■ Required work
From the data below, pick out each line that contains the word "chocolate".

■ Information shown
• • •
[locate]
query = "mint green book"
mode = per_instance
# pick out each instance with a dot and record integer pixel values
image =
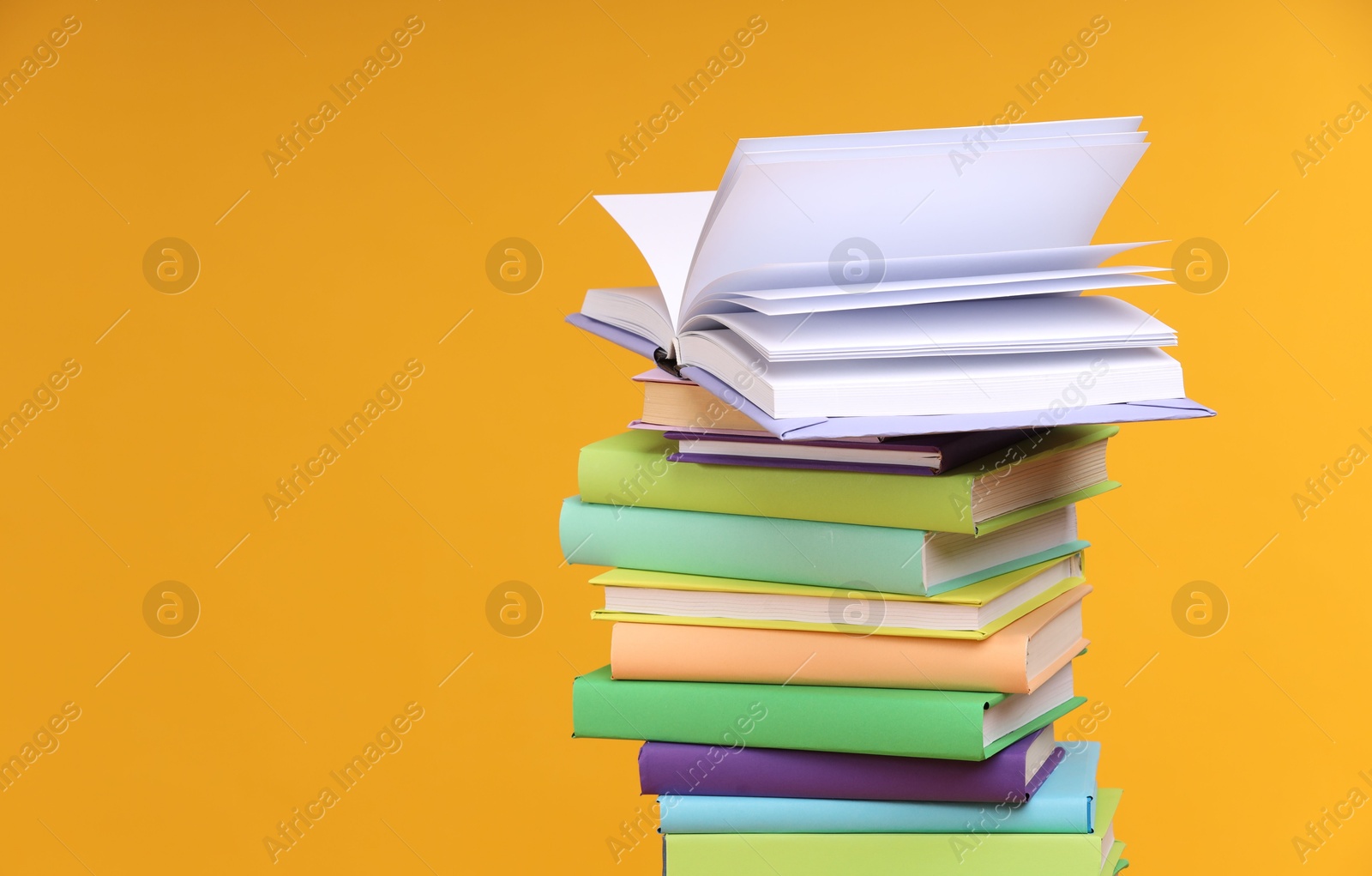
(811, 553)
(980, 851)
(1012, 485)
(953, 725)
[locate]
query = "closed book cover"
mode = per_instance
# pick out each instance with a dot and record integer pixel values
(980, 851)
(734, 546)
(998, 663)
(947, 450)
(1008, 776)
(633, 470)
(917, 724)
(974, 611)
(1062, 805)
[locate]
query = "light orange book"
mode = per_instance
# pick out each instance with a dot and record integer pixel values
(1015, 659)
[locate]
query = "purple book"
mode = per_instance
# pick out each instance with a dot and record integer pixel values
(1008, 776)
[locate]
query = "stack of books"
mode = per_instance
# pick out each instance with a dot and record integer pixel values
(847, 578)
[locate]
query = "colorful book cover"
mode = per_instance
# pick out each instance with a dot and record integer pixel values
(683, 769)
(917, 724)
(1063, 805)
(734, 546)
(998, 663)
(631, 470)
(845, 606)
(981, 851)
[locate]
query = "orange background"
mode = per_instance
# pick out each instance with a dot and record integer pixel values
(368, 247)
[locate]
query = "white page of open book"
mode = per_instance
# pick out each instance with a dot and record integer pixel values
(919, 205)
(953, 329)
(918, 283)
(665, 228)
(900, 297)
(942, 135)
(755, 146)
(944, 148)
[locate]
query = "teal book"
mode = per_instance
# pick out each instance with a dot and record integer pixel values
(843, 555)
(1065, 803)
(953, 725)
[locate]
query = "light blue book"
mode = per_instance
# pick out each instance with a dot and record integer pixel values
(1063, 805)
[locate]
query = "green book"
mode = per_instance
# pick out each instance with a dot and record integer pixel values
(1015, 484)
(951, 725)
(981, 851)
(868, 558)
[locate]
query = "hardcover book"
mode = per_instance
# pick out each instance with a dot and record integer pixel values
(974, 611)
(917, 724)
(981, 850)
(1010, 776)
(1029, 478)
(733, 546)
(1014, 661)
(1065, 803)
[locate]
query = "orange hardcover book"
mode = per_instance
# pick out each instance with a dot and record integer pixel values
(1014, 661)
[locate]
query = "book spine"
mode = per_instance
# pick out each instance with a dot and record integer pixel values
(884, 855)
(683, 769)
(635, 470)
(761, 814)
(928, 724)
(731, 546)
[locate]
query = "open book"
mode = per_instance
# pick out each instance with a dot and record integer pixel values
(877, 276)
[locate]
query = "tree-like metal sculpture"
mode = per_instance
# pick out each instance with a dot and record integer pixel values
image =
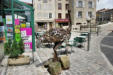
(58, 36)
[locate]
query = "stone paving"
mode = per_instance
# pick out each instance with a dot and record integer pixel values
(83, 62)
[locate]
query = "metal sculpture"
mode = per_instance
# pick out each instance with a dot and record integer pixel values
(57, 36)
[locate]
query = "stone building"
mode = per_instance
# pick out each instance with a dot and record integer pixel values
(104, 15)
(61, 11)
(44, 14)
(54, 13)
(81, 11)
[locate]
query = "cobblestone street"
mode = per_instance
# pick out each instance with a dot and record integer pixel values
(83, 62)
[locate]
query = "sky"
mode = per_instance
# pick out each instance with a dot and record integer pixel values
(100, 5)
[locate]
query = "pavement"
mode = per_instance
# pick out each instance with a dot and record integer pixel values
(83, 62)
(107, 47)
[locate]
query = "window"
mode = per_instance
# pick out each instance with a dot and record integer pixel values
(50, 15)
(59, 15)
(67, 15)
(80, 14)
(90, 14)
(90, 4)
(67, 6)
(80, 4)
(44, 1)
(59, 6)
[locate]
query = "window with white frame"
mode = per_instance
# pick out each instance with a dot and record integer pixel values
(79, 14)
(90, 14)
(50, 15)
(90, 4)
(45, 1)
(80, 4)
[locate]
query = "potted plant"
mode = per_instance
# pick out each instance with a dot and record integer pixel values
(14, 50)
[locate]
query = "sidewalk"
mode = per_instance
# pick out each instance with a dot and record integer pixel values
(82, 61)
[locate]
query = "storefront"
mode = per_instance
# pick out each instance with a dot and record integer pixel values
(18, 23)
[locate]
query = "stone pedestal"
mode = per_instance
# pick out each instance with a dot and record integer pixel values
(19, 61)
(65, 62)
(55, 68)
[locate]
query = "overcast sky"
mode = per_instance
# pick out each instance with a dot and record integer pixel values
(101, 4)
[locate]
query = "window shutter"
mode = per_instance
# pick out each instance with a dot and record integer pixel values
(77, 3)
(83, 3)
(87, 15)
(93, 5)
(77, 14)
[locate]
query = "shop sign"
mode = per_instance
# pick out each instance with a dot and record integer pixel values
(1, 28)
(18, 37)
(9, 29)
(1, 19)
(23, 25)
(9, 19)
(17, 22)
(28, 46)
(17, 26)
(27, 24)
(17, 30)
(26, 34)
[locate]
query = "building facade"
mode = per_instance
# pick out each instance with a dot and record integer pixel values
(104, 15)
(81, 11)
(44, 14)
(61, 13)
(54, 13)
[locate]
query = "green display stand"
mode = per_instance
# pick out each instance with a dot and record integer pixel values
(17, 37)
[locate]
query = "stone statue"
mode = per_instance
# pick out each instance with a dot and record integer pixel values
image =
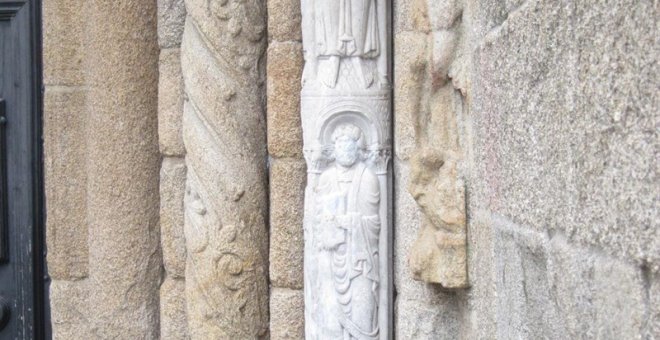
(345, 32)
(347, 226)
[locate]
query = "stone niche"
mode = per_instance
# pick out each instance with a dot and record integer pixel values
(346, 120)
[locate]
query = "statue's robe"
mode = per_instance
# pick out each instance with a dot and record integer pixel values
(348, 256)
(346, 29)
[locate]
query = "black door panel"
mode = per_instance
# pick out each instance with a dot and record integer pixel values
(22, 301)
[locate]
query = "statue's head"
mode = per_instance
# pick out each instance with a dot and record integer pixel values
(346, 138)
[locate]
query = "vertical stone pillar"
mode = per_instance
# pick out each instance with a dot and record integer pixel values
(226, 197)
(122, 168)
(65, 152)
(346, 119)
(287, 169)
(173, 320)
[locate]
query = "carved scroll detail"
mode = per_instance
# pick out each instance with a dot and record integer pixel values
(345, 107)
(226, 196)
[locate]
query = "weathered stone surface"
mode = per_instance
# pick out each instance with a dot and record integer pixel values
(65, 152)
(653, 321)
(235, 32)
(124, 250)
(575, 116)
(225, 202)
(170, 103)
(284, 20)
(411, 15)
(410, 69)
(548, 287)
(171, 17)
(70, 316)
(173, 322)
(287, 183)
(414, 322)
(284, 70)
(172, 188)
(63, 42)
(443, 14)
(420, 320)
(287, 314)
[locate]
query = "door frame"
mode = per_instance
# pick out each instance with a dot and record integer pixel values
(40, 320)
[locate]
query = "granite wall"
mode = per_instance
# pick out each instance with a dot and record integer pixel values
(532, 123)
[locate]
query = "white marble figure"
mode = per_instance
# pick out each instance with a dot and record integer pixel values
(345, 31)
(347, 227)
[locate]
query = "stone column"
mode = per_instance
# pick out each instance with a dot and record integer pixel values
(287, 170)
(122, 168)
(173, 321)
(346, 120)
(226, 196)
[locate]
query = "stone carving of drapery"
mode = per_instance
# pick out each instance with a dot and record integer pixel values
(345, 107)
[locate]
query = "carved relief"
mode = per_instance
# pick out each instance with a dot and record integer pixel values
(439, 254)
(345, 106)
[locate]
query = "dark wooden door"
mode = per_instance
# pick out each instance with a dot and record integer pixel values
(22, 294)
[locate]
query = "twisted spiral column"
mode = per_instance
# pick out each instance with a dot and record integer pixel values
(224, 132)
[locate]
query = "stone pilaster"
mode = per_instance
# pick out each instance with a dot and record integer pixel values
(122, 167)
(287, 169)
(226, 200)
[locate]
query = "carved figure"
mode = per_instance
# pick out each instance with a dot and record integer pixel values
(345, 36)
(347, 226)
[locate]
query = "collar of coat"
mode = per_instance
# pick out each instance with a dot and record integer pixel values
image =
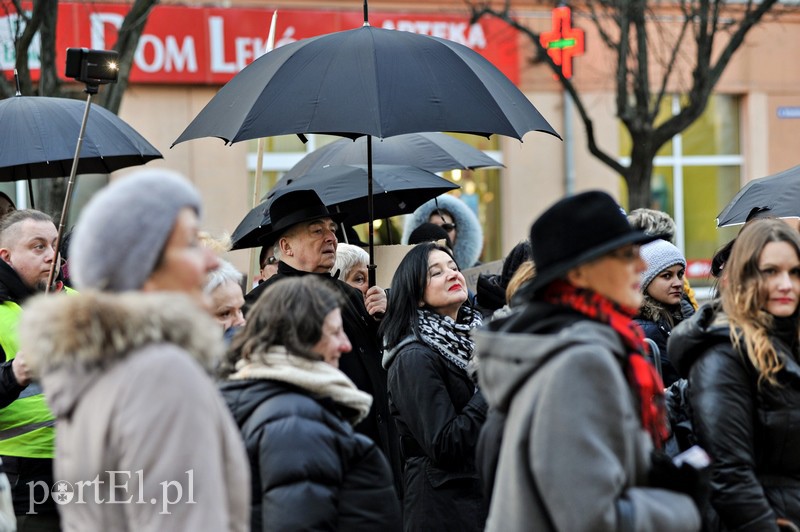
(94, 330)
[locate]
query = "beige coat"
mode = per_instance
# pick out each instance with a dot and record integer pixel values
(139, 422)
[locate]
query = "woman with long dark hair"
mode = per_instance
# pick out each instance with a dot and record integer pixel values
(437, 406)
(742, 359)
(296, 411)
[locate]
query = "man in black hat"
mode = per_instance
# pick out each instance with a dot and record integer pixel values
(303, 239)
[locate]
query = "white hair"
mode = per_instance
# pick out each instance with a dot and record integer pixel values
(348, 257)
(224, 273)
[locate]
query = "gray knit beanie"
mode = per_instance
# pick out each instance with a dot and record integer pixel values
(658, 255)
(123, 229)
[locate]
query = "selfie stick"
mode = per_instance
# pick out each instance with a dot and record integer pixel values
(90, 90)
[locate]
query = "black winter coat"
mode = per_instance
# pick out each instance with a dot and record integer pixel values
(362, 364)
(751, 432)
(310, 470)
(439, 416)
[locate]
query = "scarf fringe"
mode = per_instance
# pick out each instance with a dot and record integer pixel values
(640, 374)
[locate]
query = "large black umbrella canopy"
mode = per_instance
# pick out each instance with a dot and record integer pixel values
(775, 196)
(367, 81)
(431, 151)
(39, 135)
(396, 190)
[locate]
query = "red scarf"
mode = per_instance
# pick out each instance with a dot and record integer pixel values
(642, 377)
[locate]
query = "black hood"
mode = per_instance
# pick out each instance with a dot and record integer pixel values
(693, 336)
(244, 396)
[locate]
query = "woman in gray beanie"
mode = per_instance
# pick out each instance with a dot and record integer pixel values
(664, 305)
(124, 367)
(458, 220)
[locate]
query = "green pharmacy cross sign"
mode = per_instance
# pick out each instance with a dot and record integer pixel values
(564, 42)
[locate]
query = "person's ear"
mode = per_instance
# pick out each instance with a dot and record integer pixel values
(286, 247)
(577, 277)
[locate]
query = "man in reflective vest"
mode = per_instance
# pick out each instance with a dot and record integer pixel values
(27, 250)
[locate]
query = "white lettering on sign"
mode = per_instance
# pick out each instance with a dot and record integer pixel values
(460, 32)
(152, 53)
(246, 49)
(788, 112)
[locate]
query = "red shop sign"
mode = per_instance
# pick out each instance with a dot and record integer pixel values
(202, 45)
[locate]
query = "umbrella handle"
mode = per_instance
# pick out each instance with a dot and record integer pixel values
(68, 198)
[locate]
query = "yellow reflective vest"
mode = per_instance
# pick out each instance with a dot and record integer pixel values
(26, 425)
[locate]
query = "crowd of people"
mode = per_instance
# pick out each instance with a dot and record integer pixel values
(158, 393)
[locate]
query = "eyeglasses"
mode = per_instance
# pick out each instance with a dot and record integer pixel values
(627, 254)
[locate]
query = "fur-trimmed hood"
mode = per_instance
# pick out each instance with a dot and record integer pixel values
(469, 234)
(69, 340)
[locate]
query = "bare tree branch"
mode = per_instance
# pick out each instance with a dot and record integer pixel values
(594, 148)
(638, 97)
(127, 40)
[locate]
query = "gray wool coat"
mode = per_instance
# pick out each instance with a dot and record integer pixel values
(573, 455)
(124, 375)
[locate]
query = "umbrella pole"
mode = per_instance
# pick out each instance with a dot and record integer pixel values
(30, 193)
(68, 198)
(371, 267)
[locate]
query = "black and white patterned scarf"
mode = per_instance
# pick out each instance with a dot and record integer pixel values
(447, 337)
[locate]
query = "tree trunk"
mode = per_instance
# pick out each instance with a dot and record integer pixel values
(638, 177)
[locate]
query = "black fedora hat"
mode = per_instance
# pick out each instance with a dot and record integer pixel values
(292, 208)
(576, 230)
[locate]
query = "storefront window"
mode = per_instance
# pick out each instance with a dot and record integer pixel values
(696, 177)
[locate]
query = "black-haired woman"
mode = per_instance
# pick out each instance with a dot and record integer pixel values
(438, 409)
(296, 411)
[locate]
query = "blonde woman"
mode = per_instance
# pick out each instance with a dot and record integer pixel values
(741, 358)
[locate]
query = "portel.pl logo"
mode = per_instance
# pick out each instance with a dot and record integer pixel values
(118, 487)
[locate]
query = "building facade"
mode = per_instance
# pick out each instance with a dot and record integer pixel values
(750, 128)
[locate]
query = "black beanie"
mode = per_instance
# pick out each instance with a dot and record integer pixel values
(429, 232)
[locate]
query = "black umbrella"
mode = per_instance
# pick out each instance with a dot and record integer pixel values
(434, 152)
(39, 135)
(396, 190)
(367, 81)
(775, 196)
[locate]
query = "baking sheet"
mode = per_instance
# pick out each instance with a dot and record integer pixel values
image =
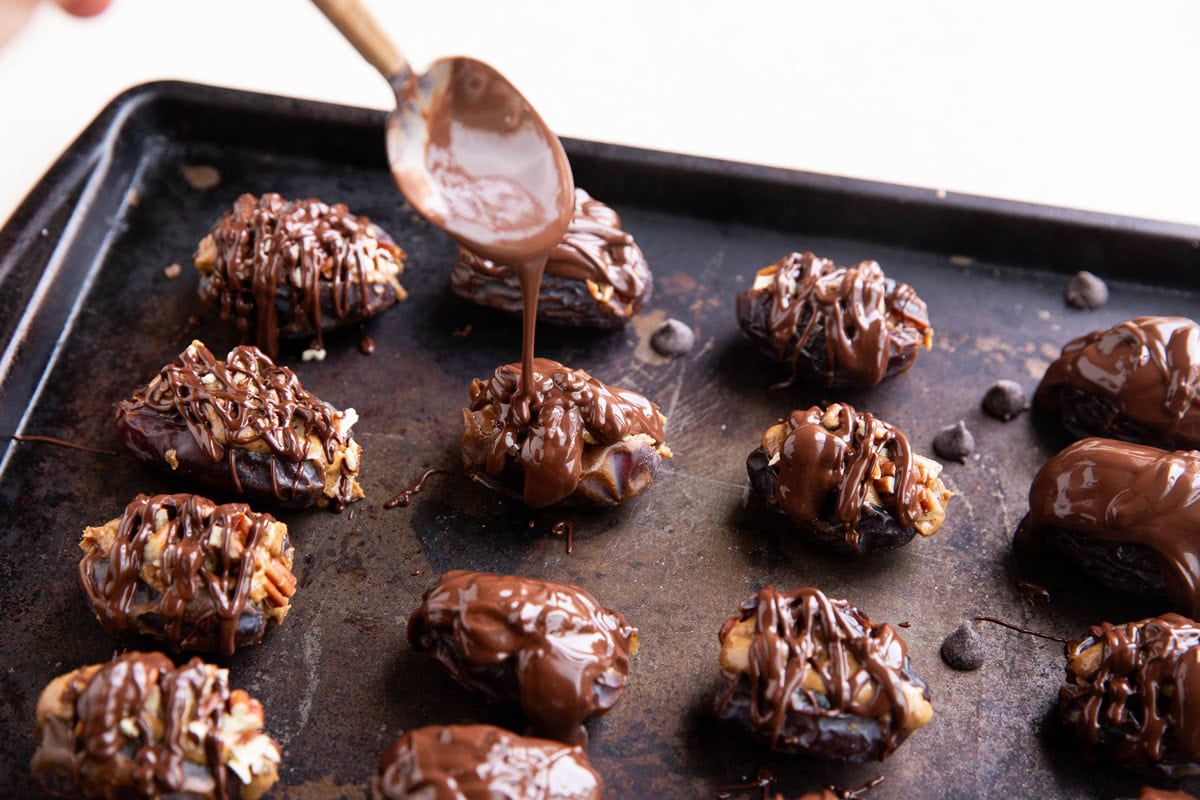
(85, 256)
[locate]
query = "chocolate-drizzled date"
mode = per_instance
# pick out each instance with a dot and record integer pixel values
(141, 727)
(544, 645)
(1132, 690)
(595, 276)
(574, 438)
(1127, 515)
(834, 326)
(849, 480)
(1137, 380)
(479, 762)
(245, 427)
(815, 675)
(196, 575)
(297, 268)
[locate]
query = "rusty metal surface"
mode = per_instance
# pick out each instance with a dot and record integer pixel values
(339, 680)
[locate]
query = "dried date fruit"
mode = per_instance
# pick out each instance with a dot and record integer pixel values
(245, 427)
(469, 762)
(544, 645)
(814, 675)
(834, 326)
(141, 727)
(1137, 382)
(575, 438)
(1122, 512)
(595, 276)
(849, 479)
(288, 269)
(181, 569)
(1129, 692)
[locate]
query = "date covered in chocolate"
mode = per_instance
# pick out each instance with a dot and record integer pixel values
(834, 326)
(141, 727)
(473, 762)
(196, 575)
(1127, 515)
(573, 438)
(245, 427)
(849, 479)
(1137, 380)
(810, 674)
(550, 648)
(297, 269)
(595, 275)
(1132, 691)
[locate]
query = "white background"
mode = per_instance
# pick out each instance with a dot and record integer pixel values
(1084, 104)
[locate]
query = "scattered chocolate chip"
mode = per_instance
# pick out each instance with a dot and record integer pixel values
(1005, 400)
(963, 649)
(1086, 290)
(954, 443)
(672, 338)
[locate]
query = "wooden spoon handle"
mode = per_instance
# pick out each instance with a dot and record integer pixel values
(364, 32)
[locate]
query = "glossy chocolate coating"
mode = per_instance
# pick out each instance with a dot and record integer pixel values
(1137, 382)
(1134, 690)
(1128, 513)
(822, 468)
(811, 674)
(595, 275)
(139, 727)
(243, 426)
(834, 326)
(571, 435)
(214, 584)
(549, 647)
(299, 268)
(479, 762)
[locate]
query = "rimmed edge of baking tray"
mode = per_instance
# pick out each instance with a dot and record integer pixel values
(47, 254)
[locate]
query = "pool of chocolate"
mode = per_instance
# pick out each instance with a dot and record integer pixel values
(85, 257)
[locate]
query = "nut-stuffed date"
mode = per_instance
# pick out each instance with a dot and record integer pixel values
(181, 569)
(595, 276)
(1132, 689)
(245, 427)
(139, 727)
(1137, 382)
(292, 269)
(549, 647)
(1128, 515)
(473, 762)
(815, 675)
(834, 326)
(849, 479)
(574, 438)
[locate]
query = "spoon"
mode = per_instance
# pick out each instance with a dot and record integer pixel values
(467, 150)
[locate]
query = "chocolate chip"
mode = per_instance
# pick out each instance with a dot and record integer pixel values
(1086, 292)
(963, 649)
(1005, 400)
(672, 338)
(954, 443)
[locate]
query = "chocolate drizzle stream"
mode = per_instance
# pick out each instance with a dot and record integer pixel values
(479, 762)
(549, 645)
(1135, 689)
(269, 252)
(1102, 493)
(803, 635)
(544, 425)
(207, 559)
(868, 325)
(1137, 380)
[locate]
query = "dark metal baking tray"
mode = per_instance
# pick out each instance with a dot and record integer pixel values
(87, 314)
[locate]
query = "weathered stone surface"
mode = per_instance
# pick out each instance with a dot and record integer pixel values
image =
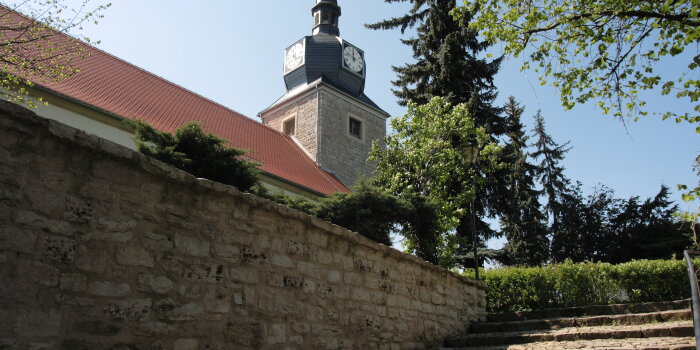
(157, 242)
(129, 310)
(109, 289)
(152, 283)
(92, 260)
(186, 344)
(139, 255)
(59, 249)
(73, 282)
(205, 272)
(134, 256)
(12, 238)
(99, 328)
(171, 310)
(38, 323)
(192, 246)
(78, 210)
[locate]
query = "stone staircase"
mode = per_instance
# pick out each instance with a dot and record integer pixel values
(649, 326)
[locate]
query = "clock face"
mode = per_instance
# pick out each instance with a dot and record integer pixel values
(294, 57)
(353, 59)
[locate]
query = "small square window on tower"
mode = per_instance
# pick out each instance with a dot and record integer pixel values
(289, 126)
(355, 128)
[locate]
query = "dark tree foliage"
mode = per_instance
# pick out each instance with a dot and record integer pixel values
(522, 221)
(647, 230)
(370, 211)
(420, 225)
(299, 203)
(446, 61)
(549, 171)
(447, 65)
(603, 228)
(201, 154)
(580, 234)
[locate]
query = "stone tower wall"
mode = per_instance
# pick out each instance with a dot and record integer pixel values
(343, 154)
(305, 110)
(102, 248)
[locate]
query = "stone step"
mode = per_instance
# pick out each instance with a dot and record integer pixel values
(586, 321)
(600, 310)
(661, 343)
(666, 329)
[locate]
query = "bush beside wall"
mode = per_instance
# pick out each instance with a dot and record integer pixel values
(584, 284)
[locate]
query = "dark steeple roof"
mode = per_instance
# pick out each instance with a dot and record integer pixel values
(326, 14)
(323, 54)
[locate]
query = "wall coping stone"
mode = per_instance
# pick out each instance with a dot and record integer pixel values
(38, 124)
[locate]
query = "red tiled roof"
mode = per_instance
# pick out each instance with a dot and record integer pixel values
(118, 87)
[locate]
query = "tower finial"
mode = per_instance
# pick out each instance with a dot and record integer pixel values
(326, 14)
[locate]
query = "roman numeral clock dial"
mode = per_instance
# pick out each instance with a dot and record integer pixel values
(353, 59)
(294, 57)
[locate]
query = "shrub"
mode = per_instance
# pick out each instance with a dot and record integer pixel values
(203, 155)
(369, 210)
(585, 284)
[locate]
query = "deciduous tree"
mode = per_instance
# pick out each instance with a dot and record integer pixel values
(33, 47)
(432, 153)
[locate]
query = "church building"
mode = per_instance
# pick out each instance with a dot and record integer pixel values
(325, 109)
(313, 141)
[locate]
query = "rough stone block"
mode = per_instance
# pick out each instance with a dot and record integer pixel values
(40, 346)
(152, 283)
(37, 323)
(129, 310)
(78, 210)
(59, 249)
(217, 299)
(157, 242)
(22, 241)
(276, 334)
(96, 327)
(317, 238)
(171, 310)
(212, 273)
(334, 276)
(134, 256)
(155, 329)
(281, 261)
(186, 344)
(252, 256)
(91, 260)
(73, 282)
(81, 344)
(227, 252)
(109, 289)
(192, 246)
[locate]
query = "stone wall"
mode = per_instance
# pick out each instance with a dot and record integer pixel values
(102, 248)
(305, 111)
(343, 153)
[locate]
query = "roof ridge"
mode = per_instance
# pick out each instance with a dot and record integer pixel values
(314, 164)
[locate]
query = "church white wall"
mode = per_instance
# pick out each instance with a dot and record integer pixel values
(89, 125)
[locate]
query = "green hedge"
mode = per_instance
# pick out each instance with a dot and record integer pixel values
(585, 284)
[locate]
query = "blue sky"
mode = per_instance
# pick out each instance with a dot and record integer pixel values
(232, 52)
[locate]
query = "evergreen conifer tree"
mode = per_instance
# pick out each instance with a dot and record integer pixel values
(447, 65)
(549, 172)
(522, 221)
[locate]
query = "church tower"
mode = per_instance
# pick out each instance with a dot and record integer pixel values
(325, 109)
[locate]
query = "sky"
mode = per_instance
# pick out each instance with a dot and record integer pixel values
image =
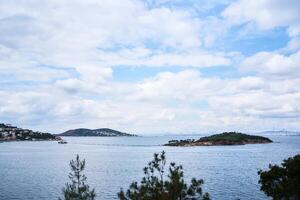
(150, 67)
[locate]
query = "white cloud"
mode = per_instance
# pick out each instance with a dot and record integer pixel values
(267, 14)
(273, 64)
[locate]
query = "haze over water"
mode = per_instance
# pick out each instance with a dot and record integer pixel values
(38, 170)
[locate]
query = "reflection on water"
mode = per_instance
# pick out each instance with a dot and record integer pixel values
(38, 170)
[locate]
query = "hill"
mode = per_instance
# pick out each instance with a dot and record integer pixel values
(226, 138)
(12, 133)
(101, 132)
• • •
■ Full output
query = "chocolate-drizzled date"
query = "date covered in chocolate"
query = "scattered chocolate chip"
query = "glossy chocolate coating"
query = "pool of chocolate"
query = "chocolate chip"
query = "chocolate drizzle stream"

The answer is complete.